Description of the task — Where an entry holds an image, leave the image out; otherwise reproduce the entry exactly.

Records shown —
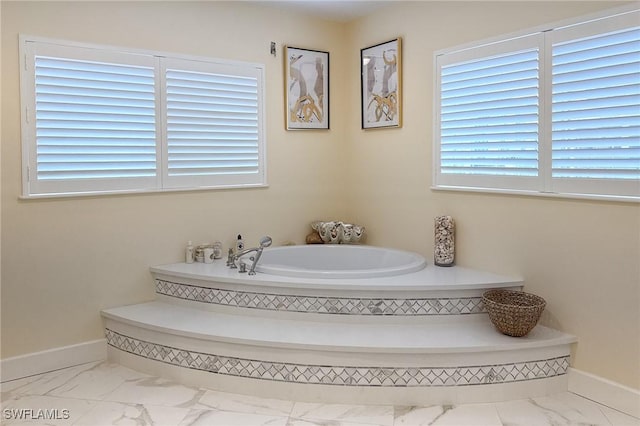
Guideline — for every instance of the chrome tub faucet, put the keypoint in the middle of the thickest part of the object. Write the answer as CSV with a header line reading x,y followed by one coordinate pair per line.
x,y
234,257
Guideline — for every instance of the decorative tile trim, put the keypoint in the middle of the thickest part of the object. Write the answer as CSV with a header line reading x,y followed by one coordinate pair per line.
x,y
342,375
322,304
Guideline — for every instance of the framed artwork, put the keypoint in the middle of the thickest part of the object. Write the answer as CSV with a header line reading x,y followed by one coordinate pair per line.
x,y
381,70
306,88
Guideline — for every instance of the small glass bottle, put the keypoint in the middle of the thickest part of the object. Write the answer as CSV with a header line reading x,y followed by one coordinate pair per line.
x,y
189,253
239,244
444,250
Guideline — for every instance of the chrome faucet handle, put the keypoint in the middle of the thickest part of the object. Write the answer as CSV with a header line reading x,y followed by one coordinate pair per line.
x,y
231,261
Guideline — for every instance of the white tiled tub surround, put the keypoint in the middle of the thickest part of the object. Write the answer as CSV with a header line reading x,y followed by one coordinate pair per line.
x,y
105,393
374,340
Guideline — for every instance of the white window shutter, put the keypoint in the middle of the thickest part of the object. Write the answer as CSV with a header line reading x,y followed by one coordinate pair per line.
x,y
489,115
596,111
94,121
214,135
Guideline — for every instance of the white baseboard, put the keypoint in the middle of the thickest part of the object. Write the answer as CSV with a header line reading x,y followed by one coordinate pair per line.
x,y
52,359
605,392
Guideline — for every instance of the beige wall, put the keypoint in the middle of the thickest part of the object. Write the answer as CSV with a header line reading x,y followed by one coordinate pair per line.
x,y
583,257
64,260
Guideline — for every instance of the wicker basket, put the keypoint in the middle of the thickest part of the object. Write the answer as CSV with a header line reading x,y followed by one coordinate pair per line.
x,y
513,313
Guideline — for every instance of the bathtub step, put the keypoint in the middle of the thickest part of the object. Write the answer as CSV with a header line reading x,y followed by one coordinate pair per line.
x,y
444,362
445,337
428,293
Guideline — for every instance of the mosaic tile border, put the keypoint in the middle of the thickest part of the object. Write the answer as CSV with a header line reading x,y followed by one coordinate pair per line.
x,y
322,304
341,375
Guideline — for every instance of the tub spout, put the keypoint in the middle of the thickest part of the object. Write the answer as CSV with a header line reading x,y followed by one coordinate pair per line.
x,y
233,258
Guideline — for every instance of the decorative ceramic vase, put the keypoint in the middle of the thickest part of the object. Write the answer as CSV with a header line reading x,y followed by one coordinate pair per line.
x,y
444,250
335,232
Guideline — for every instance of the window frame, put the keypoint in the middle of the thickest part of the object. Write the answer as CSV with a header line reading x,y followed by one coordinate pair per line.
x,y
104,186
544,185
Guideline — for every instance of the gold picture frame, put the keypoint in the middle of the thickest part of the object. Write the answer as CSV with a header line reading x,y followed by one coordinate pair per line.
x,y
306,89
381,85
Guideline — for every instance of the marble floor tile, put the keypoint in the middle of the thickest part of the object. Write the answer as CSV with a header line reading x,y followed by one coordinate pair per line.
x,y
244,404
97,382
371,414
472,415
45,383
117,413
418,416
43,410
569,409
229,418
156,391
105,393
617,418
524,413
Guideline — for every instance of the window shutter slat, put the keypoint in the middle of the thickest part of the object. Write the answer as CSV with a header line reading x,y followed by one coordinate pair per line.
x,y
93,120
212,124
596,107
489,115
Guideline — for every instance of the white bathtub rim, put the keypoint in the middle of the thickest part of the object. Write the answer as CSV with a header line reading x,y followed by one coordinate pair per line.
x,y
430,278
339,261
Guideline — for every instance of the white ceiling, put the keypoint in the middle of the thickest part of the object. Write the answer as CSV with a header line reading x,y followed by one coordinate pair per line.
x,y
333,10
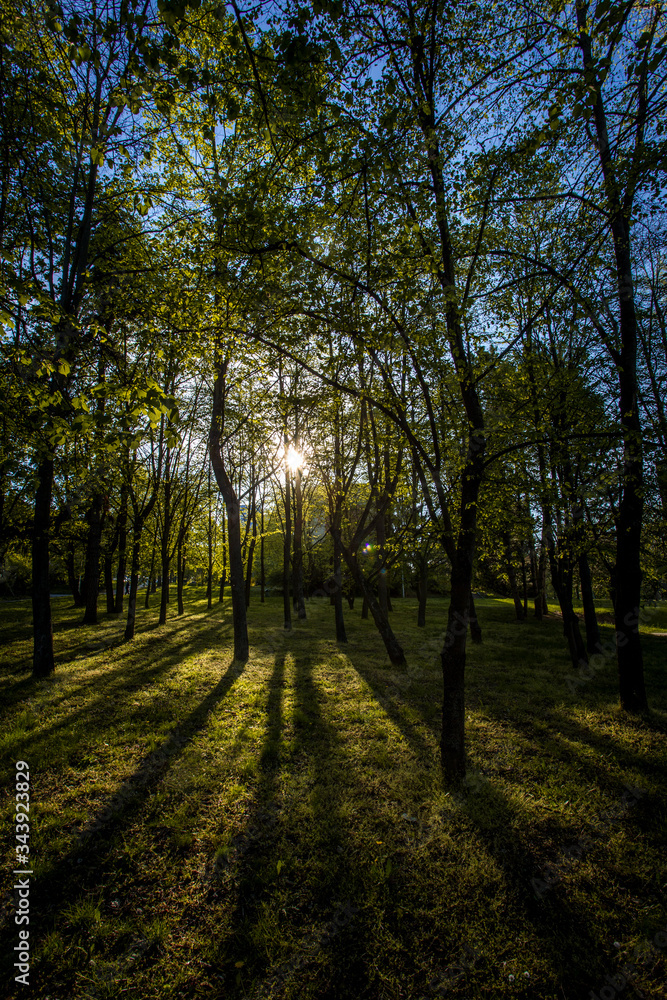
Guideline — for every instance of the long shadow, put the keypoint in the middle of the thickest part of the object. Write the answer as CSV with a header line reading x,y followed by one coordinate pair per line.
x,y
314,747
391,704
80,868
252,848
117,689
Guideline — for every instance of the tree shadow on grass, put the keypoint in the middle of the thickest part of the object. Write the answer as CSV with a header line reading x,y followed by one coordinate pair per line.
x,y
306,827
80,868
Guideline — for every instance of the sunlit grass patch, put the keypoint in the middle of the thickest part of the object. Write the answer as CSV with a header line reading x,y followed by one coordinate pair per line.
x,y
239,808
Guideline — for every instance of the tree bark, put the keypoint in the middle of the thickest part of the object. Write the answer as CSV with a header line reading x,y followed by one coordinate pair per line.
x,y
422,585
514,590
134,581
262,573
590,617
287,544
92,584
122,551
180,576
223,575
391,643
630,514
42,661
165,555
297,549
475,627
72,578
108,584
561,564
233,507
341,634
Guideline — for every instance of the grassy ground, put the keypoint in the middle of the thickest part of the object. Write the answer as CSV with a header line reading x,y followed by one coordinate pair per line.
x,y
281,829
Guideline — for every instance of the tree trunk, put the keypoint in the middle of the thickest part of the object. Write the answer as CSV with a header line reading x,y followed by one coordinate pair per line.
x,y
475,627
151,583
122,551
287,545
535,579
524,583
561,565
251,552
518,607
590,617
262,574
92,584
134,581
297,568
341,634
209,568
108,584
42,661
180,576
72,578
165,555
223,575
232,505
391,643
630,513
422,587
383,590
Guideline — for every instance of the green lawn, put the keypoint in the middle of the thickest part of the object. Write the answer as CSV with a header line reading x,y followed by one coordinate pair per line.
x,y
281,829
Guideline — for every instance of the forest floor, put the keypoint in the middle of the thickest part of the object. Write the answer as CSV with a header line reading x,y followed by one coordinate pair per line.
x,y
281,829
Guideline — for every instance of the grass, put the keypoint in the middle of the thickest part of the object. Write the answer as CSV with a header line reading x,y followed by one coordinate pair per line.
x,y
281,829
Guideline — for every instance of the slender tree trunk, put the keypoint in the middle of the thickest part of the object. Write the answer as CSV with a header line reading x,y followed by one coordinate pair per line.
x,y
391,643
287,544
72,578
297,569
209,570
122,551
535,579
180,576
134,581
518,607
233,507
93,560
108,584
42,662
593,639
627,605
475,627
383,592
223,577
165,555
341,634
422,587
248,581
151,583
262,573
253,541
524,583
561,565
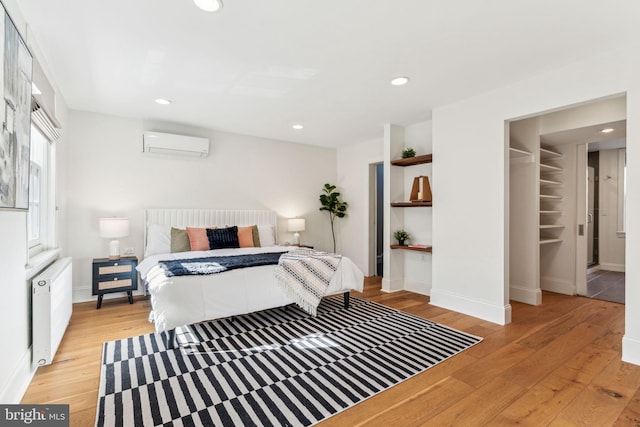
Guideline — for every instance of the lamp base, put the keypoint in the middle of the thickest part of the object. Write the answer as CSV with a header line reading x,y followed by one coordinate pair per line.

The completed task —
Guideline — for every instance of the chrome tub faucet, put the keypoint in the middle of the thickest part of the object. Write the answer as CSV with a header line reading x,y followed by one coordinate pair per line.
x,y
234,257
Guideline — for every instance of the decorative tile trim, put the keypoint in the middle of the thickest part of the object. Write the answer as CSV with a header line reading x,y followed by one coordinate pair per line.
x,y
342,375
322,304
Guideline — for every instance of the framed artwork, put the keypoint in the middle of the thickest part of the object. Write the answer as CSV with a header line reading x,y followed by one coordinate pair per line.
x,y
381,70
306,88
Guideline — for every instance of the small glass bottle, put the keypoint in the middle of the thickest part of the object. Write the answer as CSV with a header line reading x,y followed by one coordinate pair per line.
x,y
189,253
239,244
444,250
Guideline — for every instance of the chrome faucet handle, put the keypoint in the middle of the thickest part of the object. Write the answer as CSV with a header line reading x,y followed by one coordinate pair per line.
x,y
231,261
Guideline — for every instance of the white tiled tub surround, put the keypoint in the middle of the thickest part of the object. Write the answer as CSV with a header line reading x,y followed by one coordinate pair per line.
x,y
105,393
374,340
Guideline — for every instance of the white window shutter, put the keypoint in the middle of the thickest part of the object. Write the answer as CSV with a header line reading x,y followed by one coordinate pair per line.
x,y
489,115
596,111
94,121
214,135
Guideline — for every instance of the white baseboard, put the keypoint in the middle of the thickest part of the object. Write the answer as CSV with a header line reading x,y followed by one coordinate pair per line.
x,y
52,359
605,392
Guideline — for every instance of the beige wall, put the keypoint in the middle of the thickest part of the object. Write the answer as CSV with a header line reading x,y followed by one coordinate pair per line.
x,y
583,257
64,260
Guideline — for every instance of the wicker basket, put the keypoint in the middle of the thickest part of the object. Write the answer as CSV with a header line reading x,y followed by one coordinate pair per line.
x,y
513,313
Guideline — for every instance of the bathtub step, put the keypoint in the middle of the thickest part of the object. Write the answer as CSV with a header line reading x,y followed by one coordinate pair per line.
x,y
444,362
445,337
428,293
Guideline — for every instance of the mosaic tile border, put the keypoint in the middle of the thickest part of the object. Write the answer as CSV with a header line reading x,y followed by one coordinate pair per line.
x,y
322,304
341,375
Guideline — for every instance of the tub spout, put the keypoint in the middle of the thickest part of the object. Write the answer as CSV with a header line reading x,y followed by one coordinate pair per line.
x,y
233,258
Guideline — for every instance of the decorative ceramic vase, put the keypoint in the middle of the thickest part of the object. Write the answer as CSV with a header line reading x,y followed by one coordinate pair per line.
x,y
444,250
335,232
Guideline — for every instance of the window frame, put the keypoint in the middle of the thickest part of the object. Write the answer as CSV with a header line reading x,y followed by one coordinate pair per line.
x,y
104,186
544,185
Guideline — for every instance of the gold picture frame, put the keypoint in the middle of the thickest part of the object. Write the answer as CSV with a header line reading x,y followed by one coordinate pair per line.
x,y
306,89
381,85
Guideline — for every instance of the marble floor tile, put the keypoint in the middle of the thickest part of the object. Write the answer as CSV with a header line reading x,y followed by one coordinate pair per line.
x,y
244,404
97,382
371,414
472,415
45,383
117,413
418,416
43,410
569,409
229,418
156,391
105,393
617,418
524,413
Guideline — for every instance of the window shutter slat, put the keypoint in the middle of the thickest part of the object. Write the answer as CSV with a header line reading x,y followed by one coordinate pair per line.
x,y
93,120
212,124
596,107
489,115
Guideline — for every instance of the white bathtub rim, put the keypoint in the middle of the thickest part of the object. Write the answer as CSV with a header line reading x,y followed by one coordinate pair per line.
x,y
430,278
339,261
Guideline — for every instance of the white ceiling, put the keypoint in the middle of the thickest part of the object. Write the answer as CSV with a header line reading x,y followed by one coordinate pair per line.
x,y
333,10
Guideline — for every instance of the long shadow, put the keypoint in the middle of the thickest part of the object. Write the answer as CSV with a header line reading x,y followed by one coordinate pair per line.
x,y
314,747
391,704
80,868
252,848
117,689
Guideline — for every instance of the tree shadow on grass, put the keypoint in the middle of the thickest part of the object. Write the answer as CSV with a header line reading x,y followed by one coordinate pair per line.
x,y
306,827
80,868
Guideline — for every instance of the sunlit grass patch, put the keypoint in the middle of the thickest part of the object. Write the answer as CSV with a header line reading x,y followed by one coordinate pair per line.
x,y
239,808
Guideline — for every instance of the tree bark, put the keypoint in the middle of the thickest part of the object. Write the answer as CSV with a header line reading x,y followed by one coordinate pair per line.
x,y
422,585
514,590
134,581
262,573
590,617
287,544
92,584
122,551
180,576
223,575
391,643
630,514
42,661
165,555
297,549
475,627
72,578
108,584
561,564
233,507
341,634
Guideline — for every instance of the grassy ground, put the keypoint in the middle of the thickest part of the object. Write the answer as CSV with a header line reading x,y followed by one coordinate pair per line.
x,y
281,829
Guideline — for every instance of the tree trunk, put the keypoint in the middle of the thickest part of the object. Write the answer as CSV with a header line reading x,y followed by one coordinate pair per line.
x,y
475,627
151,583
122,551
287,545
535,579
524,583
561,565
251,552
518,607
590,617
262,574
92,584
134,581
297,568
341,634
209,568
108,584
42,661
180,576
72,578
165,555
223,575
232,505
391,643
630,513
422,587
383,590
Guideline — for every instance of the green lawn, put the keypoint in the middle of the thickest part of the object. Write the answer as CSV with a header line reading x,y followed by one coordinate pair per line.
x,y
281,829
Guideline — for every instance of the forest floor, put the keypoint in the middle of the thickest part of the object. Write the answer as CSV with a header line reading x,y followed by one coordinate pair per line.
x,y
281,829
Guideline — for every instance of the grass, put the keypoint in the middle of the thickest part of the object. Write the answer as CSV with a header line reading x,y followed by one coordinate pair per line.
x,y
281,829
Guideline — for every instance of the slender tree trunk, put the keypoint in the middle of the thickest part of the object. Write the answer as CSV with a header line reading x,y followed by one coordinate pair per line.
x,y
391,643
287,544
72,578
297,569
209,570
122,551
535,579
180,576
134,581
518,607
233,507
93,560
108,584
42,662
593,639
627,605
475,627
383,592
223,577
165,555
341,634
422,587
248,581
151,583
262,573
253,541
524,583
561,565
Guideline — for every instance of the lamp base, put the keypoint in the middle of the thickest part of the object. Write the answer as CSV with a header line reading x,y followed by one coordinate pair per line.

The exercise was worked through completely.